We have observed, at the commencement of
this paper, that many of the animals really
existing in the ocean, appear to our human
perceptions more like the result of some
accidental combination of matter than the
harmonious creations of an all-wise Providence.
There is something shudderingly horrible and
dreary in the aspect of (for instance) the sea-
devil, with its bat-like wingsthe hippocampus,
half horsy and half serpentinethe
orbis, a mere lump of flesh joined to a tail
and finsthe toad-fish, with a face like a
shattered human visage occupying nearly the
whole body,— and many others. We fancy
that we can see in the eyes of some of these
bewildering shapes, a sense of the weight and
loneliness of the eternal waters. This, it is
true, is but the transference to them of our
own earthly sensations ; for the dwellers in
the deep are doubtless as happy in their
element as we are in ours. But we have no
means of sympathising with creatures whose
lives are so totally distinct from humanity ;
who seem to have no home, no abiding-place,
no nest, no haven for repose and love, nothing
beside the vastness, and the solitude, and the
weltering of the ancient sea.

Fantastic, however, as Nature herself has
been in this part of her domain, Superstition
has surpassed her. Poetry, also, has not
forgotten her divine mission to create.
Romance has been out upon the pathless waters,
and brought back news of its inhabitants,
mingling facts with fancies. And Investigation
itself, in its early days, has babbled to
the world of prodigies within the ocean
depths as strange and appalling as any within
the limits of acknowledged Fable.

• _Tasks_:
[1] Answer these questions from the passage on ocean creatures:
(a) What do the authors fancy they can see in the eyes of some of these bewildering shapes?
(b) What has Superstition surpassed?
(c) What did Romance bring back from the pathless waters?
[2] Write out the part of the passage on ocean creatures that opens with the words containing "Romance has been" and closes with "of acknowledged Fable.".
[3] Write what comes next in the passage on ocean creatures, picking up after its final sentence.
The records that follow the passage on ocean creatures are not needed here.

• _Data supplied_:
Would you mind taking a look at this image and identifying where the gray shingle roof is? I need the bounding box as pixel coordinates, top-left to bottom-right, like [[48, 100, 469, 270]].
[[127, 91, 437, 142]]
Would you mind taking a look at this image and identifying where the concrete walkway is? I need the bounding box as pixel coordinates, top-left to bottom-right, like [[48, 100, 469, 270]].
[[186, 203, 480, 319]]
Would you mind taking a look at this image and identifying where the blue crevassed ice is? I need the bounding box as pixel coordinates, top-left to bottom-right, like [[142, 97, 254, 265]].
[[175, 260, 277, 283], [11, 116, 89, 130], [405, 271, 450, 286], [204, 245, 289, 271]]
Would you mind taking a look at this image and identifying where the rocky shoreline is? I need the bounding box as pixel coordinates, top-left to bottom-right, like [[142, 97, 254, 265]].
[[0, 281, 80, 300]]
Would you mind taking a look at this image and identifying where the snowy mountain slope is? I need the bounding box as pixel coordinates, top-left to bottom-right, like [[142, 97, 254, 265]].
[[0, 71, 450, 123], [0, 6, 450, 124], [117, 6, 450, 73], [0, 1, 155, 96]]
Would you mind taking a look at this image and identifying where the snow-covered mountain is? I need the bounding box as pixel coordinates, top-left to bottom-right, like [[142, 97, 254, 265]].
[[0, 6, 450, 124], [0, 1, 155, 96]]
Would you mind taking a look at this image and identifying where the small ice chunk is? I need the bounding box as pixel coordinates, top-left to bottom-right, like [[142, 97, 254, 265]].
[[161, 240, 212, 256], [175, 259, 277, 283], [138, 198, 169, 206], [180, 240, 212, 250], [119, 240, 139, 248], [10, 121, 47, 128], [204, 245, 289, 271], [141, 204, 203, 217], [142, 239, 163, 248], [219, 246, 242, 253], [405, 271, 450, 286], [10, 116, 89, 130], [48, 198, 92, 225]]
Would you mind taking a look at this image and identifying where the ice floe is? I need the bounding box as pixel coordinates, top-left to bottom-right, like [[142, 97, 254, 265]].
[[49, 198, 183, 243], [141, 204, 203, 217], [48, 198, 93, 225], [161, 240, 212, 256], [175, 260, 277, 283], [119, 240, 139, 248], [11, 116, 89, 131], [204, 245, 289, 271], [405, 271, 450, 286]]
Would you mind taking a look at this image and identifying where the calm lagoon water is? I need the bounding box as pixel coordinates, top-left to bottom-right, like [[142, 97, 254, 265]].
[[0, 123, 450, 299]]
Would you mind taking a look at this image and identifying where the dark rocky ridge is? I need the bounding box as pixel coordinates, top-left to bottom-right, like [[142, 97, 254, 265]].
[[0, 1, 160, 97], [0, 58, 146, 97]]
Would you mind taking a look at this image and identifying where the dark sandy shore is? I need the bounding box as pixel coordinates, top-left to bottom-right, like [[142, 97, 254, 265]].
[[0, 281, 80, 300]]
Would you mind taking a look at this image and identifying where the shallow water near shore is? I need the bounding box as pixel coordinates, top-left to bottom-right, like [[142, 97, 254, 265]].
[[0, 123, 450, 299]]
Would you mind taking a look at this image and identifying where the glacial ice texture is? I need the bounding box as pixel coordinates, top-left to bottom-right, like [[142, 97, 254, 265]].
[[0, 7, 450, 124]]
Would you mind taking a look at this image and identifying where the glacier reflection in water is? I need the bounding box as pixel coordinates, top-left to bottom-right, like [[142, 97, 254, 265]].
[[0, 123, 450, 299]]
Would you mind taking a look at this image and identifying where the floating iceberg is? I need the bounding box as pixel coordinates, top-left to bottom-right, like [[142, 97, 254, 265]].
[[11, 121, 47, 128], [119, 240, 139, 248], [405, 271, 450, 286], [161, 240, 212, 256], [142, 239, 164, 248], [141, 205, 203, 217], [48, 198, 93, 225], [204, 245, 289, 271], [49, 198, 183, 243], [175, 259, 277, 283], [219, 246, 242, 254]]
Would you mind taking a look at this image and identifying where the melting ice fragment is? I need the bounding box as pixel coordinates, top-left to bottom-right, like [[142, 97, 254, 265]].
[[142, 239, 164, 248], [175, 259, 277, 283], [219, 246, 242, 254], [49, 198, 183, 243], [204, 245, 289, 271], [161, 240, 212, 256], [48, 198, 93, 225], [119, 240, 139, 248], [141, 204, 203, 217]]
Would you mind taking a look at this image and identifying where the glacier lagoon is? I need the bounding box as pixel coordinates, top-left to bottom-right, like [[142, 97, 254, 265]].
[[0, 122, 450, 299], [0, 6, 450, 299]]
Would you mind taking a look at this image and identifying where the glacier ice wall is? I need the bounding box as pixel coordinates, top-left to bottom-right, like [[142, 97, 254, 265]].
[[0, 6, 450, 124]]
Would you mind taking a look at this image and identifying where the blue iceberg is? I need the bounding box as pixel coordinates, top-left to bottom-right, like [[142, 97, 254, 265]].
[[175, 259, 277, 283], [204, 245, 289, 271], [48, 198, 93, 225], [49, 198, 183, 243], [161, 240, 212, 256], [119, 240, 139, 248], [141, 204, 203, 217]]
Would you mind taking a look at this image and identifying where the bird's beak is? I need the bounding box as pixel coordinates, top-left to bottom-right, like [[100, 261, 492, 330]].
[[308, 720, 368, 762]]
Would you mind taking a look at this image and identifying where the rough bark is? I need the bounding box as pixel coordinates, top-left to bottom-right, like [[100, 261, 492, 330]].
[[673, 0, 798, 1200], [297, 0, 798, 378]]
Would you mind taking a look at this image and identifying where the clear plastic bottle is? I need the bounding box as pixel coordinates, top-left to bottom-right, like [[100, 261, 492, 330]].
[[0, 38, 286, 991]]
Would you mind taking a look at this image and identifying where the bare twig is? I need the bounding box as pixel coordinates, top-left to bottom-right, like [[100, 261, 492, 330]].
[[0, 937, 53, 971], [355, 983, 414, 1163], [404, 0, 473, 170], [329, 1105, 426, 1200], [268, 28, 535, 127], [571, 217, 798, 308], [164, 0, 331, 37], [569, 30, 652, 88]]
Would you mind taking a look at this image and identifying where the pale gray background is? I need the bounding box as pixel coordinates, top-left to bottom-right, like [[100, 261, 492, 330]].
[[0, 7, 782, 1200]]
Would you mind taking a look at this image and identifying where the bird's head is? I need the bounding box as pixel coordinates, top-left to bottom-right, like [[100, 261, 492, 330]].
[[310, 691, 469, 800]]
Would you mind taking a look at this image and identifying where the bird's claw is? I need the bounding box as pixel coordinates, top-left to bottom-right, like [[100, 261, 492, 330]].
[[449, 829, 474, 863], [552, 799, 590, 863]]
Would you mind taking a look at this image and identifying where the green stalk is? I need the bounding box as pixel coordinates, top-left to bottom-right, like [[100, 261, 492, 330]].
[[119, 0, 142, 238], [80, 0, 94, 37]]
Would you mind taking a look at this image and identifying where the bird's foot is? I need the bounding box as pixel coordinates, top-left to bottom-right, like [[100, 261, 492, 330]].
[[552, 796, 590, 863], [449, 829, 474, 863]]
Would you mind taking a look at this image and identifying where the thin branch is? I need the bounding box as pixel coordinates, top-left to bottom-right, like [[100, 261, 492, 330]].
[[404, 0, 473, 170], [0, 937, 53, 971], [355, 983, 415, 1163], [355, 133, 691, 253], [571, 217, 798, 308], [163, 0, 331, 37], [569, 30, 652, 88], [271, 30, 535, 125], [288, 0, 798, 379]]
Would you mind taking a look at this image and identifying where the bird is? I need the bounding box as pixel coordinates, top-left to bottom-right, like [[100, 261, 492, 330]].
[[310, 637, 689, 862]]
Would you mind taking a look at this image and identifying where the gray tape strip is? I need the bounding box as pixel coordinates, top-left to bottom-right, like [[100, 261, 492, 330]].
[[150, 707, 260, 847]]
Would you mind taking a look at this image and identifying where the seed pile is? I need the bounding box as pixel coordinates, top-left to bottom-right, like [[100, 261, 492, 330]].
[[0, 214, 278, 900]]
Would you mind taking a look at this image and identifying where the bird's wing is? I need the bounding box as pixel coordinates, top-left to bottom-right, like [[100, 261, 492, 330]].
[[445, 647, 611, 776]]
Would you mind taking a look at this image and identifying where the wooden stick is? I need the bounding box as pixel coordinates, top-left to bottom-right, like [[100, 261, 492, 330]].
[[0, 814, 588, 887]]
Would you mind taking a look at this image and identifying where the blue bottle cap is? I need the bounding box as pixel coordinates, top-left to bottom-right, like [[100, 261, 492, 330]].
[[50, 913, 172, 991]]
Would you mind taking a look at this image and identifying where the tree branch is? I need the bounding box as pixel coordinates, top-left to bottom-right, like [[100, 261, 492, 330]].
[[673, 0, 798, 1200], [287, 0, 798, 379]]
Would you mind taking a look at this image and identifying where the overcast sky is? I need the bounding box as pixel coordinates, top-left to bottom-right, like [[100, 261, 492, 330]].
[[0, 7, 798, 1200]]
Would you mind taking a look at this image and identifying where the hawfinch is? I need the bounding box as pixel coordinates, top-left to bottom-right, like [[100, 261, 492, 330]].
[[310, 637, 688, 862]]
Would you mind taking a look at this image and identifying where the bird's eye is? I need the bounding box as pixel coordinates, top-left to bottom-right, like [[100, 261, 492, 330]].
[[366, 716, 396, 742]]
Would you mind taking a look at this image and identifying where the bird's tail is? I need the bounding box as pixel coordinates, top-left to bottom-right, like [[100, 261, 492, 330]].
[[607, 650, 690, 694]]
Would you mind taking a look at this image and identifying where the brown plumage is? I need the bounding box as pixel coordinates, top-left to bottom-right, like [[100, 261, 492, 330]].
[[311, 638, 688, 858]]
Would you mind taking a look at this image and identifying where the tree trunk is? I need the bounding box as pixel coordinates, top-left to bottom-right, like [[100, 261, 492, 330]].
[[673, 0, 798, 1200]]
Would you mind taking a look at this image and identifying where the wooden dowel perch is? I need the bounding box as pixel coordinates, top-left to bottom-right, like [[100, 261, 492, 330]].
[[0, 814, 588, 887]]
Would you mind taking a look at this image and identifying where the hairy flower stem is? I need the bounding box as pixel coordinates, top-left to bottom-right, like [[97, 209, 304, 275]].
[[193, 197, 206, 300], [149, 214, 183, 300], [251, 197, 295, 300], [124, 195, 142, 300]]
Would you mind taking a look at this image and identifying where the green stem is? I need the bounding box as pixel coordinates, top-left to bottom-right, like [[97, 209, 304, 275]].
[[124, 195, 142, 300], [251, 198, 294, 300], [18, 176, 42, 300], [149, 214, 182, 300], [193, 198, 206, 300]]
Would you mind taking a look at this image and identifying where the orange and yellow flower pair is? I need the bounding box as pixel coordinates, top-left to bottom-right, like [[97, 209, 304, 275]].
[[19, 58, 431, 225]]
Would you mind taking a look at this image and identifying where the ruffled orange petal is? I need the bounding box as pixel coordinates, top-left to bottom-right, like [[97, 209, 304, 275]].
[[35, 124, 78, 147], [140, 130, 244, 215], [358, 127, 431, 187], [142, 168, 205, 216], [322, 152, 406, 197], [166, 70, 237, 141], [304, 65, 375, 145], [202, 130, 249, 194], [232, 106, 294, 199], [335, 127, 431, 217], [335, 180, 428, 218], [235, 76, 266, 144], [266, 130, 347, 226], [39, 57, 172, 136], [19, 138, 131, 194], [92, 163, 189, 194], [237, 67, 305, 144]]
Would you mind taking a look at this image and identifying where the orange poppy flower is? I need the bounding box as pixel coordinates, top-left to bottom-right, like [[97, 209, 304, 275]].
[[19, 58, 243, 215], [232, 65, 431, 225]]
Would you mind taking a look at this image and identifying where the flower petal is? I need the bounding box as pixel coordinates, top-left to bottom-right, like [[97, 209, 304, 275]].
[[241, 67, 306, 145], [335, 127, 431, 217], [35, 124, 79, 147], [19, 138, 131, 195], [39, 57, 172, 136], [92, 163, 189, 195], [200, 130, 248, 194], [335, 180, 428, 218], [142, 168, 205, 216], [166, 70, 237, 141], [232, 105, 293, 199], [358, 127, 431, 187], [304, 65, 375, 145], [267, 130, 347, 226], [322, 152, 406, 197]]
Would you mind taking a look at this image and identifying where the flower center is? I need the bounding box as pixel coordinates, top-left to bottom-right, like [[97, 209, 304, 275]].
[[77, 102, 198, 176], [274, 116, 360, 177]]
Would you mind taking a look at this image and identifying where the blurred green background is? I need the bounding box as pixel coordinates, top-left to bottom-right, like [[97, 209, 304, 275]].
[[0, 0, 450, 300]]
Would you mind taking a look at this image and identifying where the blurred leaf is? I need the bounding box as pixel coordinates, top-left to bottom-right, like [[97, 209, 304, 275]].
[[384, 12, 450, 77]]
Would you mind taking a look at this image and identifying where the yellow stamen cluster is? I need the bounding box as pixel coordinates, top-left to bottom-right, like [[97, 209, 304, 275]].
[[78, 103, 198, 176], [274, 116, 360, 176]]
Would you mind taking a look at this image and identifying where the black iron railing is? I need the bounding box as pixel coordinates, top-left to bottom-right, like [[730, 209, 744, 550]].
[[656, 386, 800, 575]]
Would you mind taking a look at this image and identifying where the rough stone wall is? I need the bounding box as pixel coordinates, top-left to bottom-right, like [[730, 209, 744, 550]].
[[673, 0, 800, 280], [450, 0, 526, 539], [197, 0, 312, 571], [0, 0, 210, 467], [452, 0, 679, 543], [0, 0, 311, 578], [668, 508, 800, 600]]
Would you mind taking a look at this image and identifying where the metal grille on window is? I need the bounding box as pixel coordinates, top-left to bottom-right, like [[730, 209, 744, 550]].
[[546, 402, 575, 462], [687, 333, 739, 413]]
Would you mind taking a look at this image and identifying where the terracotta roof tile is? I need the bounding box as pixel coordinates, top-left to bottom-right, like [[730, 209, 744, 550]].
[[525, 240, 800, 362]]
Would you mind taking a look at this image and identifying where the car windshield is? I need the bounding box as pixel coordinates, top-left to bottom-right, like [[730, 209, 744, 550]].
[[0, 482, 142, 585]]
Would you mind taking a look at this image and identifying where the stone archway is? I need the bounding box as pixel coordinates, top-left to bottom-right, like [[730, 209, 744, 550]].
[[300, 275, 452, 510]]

• _Solved tasks_:
[1]
(a) A sense of the weight and loneliness of the eternal waters.
(b) Nature herself.
(c) News of its inhabitants, mingling facts with fancies.

[2]
Romance has been out upon the pathless waters,
and brought back news of its inhabitants,
mingling facts with fancies. And Investigation
itself, in its early days, has babbled to
the world of prodigies within the ocean
depths as strange and appalling as any within
the limits of acknowledged Fable.

[3]
We have already quoted a passage from
the Faery Queene, touching sea-monsters;
but the catalogue which the poet goes on to
give us, is so fearfully fine, and is such a
condensed cyclopædia of fabulous marine zoology,
that we cannot forbear appending it:—

Spring-headed hydres, and sea-shouldering whales;
Great whirlpools, which all fishes make to flee;
Bright scolopendraes, armd with silver scales;
Mighty monoceros, with immeasured tayles;

The dreadfull fish that hath deserved the name
Of Death, and like him lookes in dreadfull hew;
The griesly wasserman, that makes his game
The flying ships with swiftnes to pursew;
The horrible sea-satyre, that doth shew
His fearefull face in time of greatest storme ;
Huge ziffins, whom mariners eschew
No Iesse than rockes, as travellers informe;
And greedy rosmarines, with visages deforme.

All these, and thousand thousands many more,
And more deformed monsters thousand fold,
With dreadfull noise and hollow rombling rore
Came rushing, in the fomy waves enrold.
Book ii. c. 12.

What a passionate earnestness, as though
the writer had been really scared with his
own imagination, is there in the above
repetition of the word "thousand!"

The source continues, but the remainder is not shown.